Passage shown »
IRS releases guidance on prohibited Pension-Linked Emergency Savings Account anti-abuse rules

On January 12, 2024, IRS released Notice 2024-22, providing guidance with respect to anti-abuse provisions that are not permitted with respect to Pension-Linked Emergency Savings Accounts.

On January 12, 2024, IRS released Notice 2024-22, providing guidance with respect to anti-abuse provisions that are not permitted with respect to Pension-Linked Emergency Savings Accounts.

The Issue

SECURE 2.0 created the opportunity for sponsors to include a “pension-linked emergency savings account” (PLESA) in a DC plan. As IRS describes them: “PLESAs are short-term savings accounts established and maintained in connection with a defined contribution plan and are treated as a type of designated Roth account.” Highly compensated employees may not make PLESA contributions. PLESAs are generally subject to a $2,500 account cap. but the plan may set a lower cap.

PLESA contributions must receive the same matching contributions that regular contributions do; (annual) matching contributions on account of PLESA contributions may not, however, exceed the account cap ($2,500 or, if the employer elects, a lower amount).

Dataset excerpts »
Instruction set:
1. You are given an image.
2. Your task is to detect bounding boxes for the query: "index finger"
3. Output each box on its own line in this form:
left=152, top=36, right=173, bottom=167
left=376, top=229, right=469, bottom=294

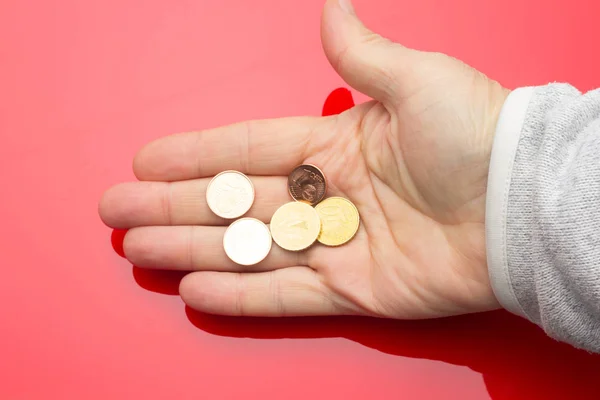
left=133, top=117, right=323, bottom=181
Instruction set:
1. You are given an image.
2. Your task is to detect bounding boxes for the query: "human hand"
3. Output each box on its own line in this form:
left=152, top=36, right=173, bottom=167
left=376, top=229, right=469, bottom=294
left=99, top=0, right=508, bottom=318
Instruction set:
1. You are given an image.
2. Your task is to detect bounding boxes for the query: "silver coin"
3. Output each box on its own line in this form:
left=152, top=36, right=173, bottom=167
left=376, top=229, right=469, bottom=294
left=206, top=171, right=254, bottom=219
left=223, top=218, right=272, bottom=265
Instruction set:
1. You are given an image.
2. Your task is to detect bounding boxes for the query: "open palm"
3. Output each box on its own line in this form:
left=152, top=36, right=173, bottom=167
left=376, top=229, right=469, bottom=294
left=100, top=0, right=506, bottom=318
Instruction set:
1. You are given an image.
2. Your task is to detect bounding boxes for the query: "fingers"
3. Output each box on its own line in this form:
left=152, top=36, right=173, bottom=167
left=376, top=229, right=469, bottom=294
left=99, top=176, right=291, bottom=229
left=179, top=267, right=340, bottom=317
left=321, top=0, right=419, bottom=103
left=133, top=117, right=322, bottom=181
left=123, top=226, right=308, bottom=271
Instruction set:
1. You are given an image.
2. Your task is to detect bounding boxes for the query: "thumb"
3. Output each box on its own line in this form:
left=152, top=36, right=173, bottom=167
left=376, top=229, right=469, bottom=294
left=321, top=0, right=420, bottom=104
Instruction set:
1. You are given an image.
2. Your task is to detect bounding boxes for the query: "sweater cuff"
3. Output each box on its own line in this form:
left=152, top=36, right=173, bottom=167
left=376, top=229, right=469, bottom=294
left=485, top=87, right=534, bottom=318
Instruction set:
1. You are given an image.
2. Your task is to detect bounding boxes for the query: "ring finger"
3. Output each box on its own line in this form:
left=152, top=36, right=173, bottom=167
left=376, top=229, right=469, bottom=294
left=123, top=226, right=308, bottom=272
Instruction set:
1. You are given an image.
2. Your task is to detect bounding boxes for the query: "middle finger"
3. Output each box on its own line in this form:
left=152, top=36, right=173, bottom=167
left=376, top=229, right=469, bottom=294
left=100, top=176, right=291, bottom=229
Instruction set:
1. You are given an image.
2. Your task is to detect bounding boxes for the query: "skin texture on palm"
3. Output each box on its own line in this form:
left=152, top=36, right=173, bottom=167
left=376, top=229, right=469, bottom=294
left=100, top=0, right=508, bottom=318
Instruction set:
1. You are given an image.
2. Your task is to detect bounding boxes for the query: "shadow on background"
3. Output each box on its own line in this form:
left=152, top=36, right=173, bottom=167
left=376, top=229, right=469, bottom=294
left=111, top=88, right=600, bottom=400
left=133, top=256, right=600, bottom=400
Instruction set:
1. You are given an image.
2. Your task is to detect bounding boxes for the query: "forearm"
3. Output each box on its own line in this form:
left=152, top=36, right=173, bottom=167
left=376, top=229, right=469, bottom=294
left=486, top=84, right=600, bottom=352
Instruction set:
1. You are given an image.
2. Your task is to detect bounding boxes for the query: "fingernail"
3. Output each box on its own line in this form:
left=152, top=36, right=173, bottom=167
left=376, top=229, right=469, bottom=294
left=339, top=0, right=355, bottom=15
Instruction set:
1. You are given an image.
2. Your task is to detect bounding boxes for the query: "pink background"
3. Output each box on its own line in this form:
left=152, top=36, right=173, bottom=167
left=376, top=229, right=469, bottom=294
left=0, top=0, right=600, bottom=400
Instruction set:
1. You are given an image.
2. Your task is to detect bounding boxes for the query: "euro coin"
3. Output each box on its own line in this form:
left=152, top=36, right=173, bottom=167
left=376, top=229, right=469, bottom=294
left=270, top=202, right=321, bottom=251
left=315, top=197, right=360, bottom=246
left=223, top=218, right=273, bottom=265
left=206, top=171, right=254, bottom=219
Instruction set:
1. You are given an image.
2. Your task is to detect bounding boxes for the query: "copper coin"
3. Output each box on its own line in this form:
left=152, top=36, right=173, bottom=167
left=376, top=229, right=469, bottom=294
left=288, top=164, right=327, bottom=206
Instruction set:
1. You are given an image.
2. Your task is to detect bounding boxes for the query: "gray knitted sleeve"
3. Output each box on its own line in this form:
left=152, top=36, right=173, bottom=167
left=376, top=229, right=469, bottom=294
left=486, top=84, right=600, bottom=352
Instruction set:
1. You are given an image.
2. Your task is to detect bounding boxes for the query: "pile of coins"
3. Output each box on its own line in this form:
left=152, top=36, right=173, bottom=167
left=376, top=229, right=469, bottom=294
left=206, top=164, right=360, bottom=265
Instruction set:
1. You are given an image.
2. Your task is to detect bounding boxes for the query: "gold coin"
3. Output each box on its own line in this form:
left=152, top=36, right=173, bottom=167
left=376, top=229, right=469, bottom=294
left=270, top=202, right=321, bottom=251
left=315, top=197, right=360, bottom=246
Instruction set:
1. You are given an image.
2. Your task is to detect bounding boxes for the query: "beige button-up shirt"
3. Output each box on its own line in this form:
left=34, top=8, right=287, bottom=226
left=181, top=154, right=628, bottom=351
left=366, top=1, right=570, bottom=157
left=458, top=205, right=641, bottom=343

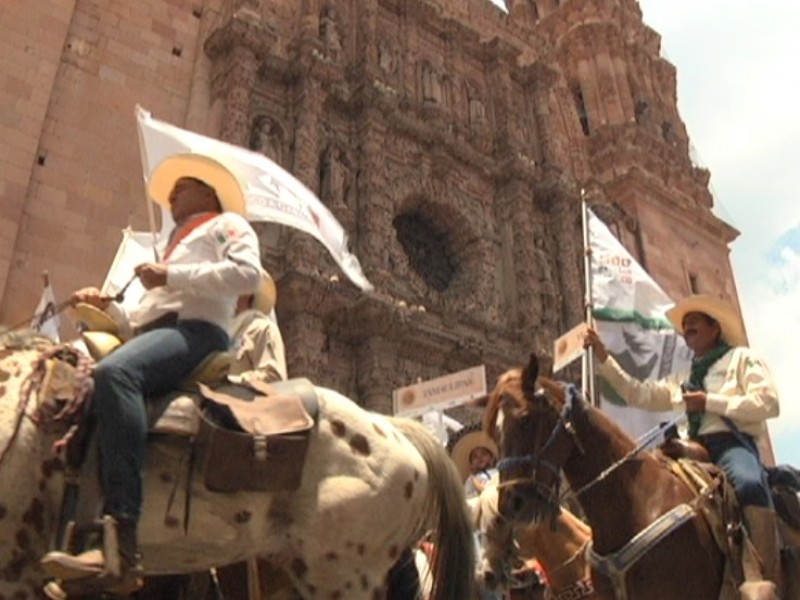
left=598, top=347, right=780, bottom=438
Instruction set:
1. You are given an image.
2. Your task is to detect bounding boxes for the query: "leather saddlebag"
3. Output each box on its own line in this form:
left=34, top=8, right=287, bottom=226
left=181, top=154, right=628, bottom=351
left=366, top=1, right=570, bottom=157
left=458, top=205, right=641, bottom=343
left=197, top=386, right=314, bottom=492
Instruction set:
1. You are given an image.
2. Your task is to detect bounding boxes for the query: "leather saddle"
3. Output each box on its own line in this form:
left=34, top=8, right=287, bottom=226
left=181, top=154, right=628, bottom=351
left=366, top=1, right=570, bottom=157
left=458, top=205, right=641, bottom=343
left=73, top=303, right=233, bottom=387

Directives »
1. From the passage on the IRS guidance about PLESAs, list each restriction or requirement it states on who may contribute, the account cap, or matching contributions.
2. Continue the passage on the IRS guidance about Pension-Linked Emergency Savings Accounts, starting after its last sentence.
The records have no connection to the passage on the IRS guidance.

Responses for each task »
1.
- Highly compensated employees may not make PLESA contributions.
- PLESAs are generally subject to a $2,500 account cap, and the plan may set a lower cap.
- PLESA contributions must receive the same matching contributions that regular contributions do.
- Annual matching contributions on account of PLESA contributions may not exceed the account cap ($2,500 or a lower amount the employer elects).

2.
Participants must, however, be able to withdraw amounts in a PLESA at least once a month. With respect to withdrawals, the statute provides that “for purposes of any applicable limitation on matching contributions, any matching contributions made under the plan are treated first as attributable to the elective deferrals of the participant other than contributions to a PLESA.”

Participant abuse of PLESA rules

The ”abuse” with which IRS believes sponsors may be concerned is “that a participant could … contribute to [a] PLESA and take distributions in a way that maximizes matching contributions received but maintains little to no contributions in the PLESA.” For instance, a participant might manage to “buy” $2,500 in matching contributions using only PLESA contributions, then withdraw all those PLESA contributions during the year while still keeping the related matching contributions, thus effectively getting a $2,500 match with no long-term saving.

In this regard, the statute provides that a plan “may employ reasonable procedures to limit the frequency or amount of matching contributions with respect to contributions to [a PLESA], solely to the extent necessary to prevent manipulation of the rules of the plan to cause matching contributions to exceed the intended amounts or frequency.”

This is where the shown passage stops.